▶ [Exercise]
Could you write out the lines below exactly, beginning with the first and finishing with the one that contains "Annotate each instance of the pink valance"?

(Point-per-instance localization data)
━━━━━━

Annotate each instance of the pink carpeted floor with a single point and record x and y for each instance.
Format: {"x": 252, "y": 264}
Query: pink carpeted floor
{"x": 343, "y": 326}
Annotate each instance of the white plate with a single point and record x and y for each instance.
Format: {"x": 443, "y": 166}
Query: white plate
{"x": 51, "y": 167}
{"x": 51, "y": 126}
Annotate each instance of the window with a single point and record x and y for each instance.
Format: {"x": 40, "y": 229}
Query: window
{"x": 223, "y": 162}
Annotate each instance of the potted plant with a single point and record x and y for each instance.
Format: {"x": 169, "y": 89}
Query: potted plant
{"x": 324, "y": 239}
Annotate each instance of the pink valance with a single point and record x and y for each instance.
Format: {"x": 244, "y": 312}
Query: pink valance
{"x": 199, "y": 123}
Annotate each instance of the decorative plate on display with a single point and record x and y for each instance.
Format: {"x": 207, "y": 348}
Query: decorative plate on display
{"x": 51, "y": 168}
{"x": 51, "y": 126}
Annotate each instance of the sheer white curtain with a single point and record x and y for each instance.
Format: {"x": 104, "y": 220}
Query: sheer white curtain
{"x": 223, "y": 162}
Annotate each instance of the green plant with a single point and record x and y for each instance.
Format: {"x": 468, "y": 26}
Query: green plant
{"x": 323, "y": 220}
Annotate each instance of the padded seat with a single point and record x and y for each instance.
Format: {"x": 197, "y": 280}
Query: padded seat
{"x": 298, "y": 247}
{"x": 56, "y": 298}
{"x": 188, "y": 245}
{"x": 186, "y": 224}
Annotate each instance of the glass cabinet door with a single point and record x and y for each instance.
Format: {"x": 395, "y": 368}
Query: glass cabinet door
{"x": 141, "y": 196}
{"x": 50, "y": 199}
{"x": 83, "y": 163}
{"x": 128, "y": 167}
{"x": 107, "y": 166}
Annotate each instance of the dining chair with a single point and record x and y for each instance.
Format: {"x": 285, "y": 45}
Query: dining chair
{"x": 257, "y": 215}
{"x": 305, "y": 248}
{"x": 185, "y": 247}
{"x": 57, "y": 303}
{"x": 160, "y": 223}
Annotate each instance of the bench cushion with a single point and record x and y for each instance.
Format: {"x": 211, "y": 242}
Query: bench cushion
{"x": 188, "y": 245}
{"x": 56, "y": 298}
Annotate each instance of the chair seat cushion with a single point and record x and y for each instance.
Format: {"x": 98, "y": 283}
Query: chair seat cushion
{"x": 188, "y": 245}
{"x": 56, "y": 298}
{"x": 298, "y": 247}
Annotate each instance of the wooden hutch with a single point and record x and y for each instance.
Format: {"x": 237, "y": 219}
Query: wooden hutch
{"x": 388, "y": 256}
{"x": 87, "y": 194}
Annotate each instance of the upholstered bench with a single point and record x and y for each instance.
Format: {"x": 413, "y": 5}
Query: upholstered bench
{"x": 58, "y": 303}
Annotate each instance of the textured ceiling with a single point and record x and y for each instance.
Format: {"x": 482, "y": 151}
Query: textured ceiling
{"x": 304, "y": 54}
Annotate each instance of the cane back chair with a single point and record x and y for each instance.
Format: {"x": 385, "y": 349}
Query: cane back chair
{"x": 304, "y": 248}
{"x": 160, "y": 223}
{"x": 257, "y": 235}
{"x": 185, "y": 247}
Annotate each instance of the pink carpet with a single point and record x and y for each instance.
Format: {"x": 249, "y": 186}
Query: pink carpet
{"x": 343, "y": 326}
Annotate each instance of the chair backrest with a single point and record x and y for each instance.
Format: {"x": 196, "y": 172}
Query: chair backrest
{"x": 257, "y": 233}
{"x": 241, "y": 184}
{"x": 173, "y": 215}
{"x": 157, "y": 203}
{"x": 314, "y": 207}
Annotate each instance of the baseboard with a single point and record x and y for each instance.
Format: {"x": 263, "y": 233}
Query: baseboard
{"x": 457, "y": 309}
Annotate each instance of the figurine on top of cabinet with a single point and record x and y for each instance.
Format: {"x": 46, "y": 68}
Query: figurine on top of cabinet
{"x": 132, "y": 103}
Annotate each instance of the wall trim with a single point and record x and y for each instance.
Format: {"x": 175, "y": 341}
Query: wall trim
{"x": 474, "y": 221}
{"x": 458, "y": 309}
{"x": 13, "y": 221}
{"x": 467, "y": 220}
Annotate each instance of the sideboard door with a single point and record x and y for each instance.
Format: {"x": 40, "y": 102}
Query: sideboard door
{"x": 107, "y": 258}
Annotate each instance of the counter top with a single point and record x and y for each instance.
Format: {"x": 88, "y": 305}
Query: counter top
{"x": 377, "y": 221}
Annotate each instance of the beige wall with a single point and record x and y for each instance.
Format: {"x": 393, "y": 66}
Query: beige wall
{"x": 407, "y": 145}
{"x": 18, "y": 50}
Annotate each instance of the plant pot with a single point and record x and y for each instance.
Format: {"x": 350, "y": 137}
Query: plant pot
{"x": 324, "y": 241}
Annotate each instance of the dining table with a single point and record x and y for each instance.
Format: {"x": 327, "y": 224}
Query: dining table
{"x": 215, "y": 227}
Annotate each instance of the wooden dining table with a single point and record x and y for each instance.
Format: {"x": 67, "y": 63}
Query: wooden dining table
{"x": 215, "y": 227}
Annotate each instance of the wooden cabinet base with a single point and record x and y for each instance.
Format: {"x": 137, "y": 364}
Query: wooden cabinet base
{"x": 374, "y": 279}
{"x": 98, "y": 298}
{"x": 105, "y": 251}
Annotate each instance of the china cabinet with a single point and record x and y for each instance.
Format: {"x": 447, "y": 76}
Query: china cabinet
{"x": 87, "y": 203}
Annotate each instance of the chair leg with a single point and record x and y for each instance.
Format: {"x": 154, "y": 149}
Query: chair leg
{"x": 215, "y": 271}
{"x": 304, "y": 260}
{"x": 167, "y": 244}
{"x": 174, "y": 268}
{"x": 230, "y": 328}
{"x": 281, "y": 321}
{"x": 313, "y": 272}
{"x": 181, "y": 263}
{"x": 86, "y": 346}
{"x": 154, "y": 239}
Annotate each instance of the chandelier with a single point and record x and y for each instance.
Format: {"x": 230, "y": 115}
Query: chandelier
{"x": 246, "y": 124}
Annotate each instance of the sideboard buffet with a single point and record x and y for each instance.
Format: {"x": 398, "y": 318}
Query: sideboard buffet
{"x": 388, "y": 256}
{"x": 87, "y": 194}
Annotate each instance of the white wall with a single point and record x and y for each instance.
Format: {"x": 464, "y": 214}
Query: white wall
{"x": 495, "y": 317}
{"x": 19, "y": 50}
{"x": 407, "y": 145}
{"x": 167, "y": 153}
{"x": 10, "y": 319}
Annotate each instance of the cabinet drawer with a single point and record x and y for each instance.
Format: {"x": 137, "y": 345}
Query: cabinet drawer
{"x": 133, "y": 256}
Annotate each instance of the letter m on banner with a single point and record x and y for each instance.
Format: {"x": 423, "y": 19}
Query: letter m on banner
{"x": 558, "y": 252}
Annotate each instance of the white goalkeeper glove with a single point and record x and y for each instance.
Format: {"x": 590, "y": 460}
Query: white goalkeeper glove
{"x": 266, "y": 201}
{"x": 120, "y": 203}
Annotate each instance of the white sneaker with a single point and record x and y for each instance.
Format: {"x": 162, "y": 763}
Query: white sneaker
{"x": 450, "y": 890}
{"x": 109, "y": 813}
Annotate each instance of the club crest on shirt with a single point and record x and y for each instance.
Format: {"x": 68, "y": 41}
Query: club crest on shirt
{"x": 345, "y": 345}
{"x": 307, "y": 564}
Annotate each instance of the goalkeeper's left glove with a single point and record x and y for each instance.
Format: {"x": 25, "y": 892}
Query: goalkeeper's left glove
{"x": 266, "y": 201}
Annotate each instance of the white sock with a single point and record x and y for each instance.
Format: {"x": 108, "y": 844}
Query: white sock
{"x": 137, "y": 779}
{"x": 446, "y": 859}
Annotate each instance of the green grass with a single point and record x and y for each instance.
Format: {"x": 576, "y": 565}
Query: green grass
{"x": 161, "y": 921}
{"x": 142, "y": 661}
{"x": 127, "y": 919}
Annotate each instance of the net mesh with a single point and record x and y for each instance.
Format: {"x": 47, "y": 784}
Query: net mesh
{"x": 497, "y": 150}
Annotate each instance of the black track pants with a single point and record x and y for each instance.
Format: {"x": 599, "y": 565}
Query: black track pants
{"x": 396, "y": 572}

━━━━━━

▶ [Task result]
Annotate each instance of the pink carpeted floor with a single point and record x and y for each instance.
Format: {"x": 252, "y": 264}
Query: pink carpeted floor
{"x": 343, "y": 326}
Annotate each instance of the white plate with a single point and record x and y for each instance.
Format: {"x": 443, "y": 166}
Query: white plate
{"x": 51, "y": 167}
{"x": 51, "y": 126}
Annotate each instance of the window with a single point and record x and y for each instance.
Format: {"x": 40, "y": 229}
Query: window
{"x": 223, "y": 162}
Annotate each instance of the potted plant with a single point and record x and y for each instance.
Format: {"x": 169, "y": 89}
Query: potted plant
{"x": 324, "y": 239}
Annotate each instance of the pink valance with a single point and record x and y for each instance.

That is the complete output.